**Given task:**
Please pull out every line of the listing below that contains the word "white".

───── Supplied data ─────

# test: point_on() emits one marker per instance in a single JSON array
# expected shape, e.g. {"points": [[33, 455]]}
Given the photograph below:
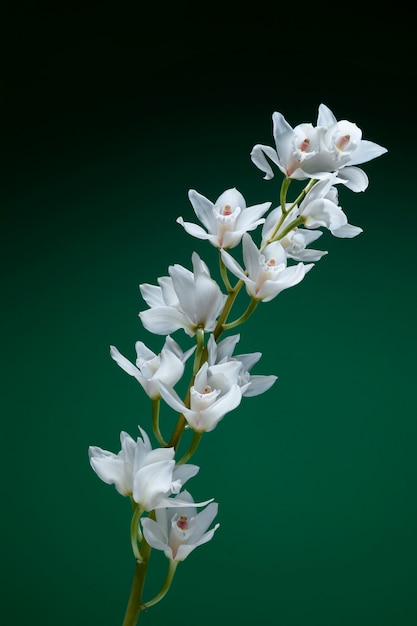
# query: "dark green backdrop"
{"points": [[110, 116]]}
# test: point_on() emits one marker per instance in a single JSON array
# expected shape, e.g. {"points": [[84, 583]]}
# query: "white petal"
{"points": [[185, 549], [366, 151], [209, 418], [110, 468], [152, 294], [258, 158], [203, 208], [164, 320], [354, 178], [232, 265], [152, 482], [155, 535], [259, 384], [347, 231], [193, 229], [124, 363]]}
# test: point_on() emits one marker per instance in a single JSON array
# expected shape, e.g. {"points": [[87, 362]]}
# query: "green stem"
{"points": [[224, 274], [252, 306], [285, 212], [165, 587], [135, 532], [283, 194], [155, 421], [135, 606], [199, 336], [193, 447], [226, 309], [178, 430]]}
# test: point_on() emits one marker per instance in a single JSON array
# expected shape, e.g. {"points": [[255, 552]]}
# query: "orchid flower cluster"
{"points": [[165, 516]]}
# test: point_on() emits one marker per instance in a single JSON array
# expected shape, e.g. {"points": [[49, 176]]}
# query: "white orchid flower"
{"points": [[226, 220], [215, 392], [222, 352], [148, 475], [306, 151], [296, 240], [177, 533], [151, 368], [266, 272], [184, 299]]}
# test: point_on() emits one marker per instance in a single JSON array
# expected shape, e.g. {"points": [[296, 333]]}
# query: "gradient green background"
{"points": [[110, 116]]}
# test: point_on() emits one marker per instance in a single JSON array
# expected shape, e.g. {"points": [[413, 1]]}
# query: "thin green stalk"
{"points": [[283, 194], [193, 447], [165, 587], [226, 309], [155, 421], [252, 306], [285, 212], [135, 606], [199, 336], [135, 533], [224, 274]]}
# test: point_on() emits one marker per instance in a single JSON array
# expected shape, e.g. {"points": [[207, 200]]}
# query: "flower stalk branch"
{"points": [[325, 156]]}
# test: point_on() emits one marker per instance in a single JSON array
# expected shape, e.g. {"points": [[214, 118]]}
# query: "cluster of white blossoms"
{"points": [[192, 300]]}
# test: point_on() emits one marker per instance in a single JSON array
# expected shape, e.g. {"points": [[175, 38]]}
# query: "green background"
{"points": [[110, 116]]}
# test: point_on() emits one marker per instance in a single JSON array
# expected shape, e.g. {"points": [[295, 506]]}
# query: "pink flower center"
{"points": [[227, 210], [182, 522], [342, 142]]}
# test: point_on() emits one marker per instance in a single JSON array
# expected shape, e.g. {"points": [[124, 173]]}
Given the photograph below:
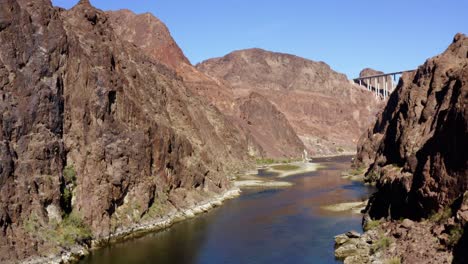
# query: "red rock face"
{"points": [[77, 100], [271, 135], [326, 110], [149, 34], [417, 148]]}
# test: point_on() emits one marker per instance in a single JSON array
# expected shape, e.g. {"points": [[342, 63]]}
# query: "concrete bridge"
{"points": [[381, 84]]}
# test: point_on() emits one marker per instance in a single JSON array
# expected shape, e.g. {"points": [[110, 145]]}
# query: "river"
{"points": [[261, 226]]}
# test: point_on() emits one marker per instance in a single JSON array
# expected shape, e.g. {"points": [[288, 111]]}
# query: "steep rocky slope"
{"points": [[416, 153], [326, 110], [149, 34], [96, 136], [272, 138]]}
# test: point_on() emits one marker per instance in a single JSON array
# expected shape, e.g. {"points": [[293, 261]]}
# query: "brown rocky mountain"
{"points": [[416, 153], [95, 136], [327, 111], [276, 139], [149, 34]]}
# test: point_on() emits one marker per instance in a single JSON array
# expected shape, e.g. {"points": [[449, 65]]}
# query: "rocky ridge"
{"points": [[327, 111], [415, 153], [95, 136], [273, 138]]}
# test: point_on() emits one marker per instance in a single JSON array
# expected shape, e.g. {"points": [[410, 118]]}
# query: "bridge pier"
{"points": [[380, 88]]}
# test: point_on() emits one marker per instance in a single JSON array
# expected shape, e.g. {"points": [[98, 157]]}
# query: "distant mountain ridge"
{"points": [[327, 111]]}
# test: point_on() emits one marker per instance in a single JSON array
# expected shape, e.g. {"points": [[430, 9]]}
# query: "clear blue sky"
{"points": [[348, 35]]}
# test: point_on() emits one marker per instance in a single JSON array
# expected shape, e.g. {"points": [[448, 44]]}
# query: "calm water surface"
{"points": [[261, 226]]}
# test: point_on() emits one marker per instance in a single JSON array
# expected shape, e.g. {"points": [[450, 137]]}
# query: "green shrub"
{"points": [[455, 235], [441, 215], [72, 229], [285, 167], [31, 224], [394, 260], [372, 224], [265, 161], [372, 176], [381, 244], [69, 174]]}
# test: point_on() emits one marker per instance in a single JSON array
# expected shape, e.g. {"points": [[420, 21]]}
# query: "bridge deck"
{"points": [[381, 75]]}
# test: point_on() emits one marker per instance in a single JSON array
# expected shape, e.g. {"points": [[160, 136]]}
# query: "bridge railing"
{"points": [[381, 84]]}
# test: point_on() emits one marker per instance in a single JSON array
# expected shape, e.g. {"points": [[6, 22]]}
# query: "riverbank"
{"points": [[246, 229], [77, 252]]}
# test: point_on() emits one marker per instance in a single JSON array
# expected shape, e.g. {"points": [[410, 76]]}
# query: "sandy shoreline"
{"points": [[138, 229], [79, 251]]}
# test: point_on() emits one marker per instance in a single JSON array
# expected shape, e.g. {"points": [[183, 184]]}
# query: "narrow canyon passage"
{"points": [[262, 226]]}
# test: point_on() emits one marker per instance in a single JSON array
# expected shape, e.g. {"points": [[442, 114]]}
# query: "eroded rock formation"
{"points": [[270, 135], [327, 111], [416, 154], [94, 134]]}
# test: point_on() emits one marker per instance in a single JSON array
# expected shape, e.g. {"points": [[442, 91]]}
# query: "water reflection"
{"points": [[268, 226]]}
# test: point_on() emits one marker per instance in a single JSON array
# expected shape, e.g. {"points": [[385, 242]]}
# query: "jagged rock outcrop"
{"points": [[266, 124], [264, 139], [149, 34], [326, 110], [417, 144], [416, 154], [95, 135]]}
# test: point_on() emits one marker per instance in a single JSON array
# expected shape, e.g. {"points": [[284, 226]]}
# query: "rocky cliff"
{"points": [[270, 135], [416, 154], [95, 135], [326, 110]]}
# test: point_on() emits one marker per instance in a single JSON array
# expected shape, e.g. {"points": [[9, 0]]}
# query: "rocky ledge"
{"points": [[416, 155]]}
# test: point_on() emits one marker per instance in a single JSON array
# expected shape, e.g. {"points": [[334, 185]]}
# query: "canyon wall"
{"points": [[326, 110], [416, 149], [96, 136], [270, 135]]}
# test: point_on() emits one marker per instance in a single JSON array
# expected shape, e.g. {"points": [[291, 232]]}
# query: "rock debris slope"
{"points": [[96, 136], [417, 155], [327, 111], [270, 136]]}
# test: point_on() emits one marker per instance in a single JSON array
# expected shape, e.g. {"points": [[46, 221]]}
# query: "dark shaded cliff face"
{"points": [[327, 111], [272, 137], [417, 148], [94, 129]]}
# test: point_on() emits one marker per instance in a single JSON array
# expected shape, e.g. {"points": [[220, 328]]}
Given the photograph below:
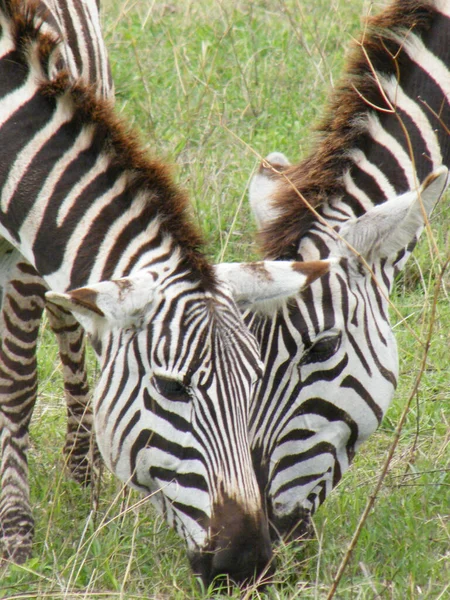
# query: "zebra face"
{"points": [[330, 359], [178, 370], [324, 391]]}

─────

**Exercise output:**
# query: "white petal"
# query: "white orchid flower"
# query: "cluster of white blossoms"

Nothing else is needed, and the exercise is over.